** START OF Extracted material **

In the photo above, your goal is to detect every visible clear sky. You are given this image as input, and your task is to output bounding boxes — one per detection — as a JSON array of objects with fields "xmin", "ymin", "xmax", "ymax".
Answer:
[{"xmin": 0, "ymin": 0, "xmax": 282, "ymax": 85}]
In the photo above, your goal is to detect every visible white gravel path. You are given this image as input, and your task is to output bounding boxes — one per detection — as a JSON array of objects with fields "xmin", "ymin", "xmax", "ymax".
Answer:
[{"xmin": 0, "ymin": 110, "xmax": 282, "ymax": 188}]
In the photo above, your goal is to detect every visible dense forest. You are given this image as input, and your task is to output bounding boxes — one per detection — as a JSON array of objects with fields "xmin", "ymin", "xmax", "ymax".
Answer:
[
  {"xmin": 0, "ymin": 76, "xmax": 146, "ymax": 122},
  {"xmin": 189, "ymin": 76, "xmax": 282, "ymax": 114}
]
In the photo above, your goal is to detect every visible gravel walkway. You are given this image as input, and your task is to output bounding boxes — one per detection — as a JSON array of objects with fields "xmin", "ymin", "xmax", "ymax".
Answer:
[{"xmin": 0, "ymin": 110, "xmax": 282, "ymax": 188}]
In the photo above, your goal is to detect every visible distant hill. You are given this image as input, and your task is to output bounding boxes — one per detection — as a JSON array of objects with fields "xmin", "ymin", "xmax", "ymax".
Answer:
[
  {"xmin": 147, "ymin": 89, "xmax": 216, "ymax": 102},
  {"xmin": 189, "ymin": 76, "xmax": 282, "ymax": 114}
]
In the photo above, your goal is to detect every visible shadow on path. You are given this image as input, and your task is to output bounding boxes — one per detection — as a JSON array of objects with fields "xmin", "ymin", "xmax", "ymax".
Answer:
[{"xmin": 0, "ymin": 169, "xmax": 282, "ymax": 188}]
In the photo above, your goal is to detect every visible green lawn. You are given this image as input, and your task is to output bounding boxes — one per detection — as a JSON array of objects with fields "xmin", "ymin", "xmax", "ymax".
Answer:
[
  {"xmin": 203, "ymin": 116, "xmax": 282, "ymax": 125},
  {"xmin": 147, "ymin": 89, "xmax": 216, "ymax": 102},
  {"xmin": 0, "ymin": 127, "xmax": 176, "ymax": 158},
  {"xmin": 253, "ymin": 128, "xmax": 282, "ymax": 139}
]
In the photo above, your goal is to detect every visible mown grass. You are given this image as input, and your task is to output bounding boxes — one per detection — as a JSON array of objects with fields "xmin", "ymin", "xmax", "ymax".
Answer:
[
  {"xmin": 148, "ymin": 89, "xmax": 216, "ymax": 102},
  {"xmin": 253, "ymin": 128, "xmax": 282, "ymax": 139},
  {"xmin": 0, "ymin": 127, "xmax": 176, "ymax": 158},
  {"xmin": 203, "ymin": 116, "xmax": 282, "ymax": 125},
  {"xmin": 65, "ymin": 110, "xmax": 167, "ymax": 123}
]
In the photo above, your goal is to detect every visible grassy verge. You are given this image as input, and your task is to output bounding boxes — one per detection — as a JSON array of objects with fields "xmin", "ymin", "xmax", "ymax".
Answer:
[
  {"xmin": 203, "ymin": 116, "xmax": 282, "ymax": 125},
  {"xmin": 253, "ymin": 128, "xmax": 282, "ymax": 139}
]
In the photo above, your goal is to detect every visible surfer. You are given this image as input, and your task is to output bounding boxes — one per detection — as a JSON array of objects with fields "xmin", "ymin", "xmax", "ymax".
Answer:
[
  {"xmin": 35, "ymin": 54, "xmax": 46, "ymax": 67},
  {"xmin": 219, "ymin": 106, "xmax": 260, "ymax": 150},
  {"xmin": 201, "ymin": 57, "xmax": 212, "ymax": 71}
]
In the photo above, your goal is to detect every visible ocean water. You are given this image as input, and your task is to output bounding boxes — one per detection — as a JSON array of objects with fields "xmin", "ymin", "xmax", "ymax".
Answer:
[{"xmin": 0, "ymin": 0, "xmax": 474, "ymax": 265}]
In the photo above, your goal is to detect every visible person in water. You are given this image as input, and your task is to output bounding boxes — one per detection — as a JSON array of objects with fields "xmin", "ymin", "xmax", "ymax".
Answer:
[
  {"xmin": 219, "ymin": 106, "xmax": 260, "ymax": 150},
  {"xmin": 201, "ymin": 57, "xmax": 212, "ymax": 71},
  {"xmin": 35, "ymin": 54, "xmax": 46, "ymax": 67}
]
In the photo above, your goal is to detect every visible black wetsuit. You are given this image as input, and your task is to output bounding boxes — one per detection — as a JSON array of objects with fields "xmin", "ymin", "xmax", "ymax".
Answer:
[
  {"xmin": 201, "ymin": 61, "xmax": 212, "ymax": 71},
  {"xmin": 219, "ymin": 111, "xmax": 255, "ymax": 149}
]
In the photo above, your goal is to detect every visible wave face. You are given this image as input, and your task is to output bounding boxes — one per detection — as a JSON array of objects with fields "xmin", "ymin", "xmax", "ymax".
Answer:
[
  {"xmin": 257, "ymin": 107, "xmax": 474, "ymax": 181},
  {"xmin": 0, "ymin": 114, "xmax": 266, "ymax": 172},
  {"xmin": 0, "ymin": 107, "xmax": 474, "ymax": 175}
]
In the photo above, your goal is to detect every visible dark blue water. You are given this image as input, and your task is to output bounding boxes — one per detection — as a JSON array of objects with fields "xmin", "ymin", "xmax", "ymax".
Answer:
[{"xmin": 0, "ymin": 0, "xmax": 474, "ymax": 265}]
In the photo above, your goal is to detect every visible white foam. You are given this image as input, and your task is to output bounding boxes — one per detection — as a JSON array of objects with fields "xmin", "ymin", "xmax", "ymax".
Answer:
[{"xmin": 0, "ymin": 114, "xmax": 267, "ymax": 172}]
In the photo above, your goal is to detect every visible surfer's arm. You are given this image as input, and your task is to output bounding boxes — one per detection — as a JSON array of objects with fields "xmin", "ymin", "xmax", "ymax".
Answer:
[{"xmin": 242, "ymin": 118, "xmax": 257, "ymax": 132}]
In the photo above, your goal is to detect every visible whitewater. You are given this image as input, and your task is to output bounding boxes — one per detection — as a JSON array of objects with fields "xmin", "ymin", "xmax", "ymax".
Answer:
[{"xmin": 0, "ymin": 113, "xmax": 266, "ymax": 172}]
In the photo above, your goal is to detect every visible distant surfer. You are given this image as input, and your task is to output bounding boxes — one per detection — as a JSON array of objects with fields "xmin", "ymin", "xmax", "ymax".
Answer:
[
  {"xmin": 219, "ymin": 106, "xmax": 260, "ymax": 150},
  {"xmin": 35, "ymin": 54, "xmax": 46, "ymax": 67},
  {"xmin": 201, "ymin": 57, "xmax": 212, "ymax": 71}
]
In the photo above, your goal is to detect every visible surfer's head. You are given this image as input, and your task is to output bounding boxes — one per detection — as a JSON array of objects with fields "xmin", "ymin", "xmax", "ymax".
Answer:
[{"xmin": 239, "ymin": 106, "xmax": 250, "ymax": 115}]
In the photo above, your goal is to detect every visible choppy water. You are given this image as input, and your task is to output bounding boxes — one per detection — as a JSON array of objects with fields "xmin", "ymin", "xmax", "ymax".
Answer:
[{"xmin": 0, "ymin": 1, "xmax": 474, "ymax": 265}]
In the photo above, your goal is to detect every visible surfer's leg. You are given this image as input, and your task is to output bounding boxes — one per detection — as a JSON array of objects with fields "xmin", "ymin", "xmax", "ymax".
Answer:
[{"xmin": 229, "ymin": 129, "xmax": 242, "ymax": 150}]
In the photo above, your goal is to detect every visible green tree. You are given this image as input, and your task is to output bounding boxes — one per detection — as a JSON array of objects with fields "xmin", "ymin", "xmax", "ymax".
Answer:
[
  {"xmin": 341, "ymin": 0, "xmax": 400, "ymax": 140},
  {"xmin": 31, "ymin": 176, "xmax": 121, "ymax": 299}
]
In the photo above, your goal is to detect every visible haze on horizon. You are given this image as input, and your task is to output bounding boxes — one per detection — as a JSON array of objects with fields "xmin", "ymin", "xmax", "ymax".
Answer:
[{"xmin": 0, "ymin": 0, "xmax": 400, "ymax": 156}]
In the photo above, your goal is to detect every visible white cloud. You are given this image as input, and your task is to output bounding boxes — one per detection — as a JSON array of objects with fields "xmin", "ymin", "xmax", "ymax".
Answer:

** END OF Extracted material **

Directions for this task | Take the line in which "every visible choppy" occurs and each subsequent line through the end; give these lines again without alteration.

The output |
In the photo above, your goal is to detect every visible choppy water. You are given this image as input, and your task is to output bounding boxes — one per detection — as a JSON array of objects with fields "xmin", "ymin", "xmax", "ymax".
Answer:
[{"xmin": 0, "ymin": 1, "xmax": 474, "ymax": 265}]
In the photo above, your goal is to detect every visible surfer's leg. You are given this image as input, and your task is to output bounding boxes — one per detection — as a JSON array of objects with fields "xmin", "ymin", "xmax", "ymax".
Answer:
[{"xmin": 229, "ymin": 129, "xmax": 242, "ymax": 150}]
In the photo above, your goal is to detect every visible green tree. You are given this image as input, and your task is to output bounding boxes — one per detection — as a JSON array of objects with fields "xmin", "ymin", "xmax", "ymax".
Answer:
[
  {"xmin": 341, "ymin": 0, "xmax": 400, "ymax": 140},
  {"xmin": 31, "ymin": 176, "xmax": 121, "ymax": 299}
]
In the photo above, your goal is to detect every visible haze on horizon. You are given this image as input, and your task is to output bounding boxes — one per detection — as a JSON array of objects with fields "xmin", "ymin", "xmax", "ymax".
Answer:
[{"xmin": 0, "ymin": 0, "xmax": 400, "ymax": 156}]
In the photo above, your goal is to detect every visible white cloud. You are given this image as input, and your task is to output bounding boxes — one per detection — as a JSON array of objects with fields "xmin", "ymin", "xmax", "ymax".
Answer:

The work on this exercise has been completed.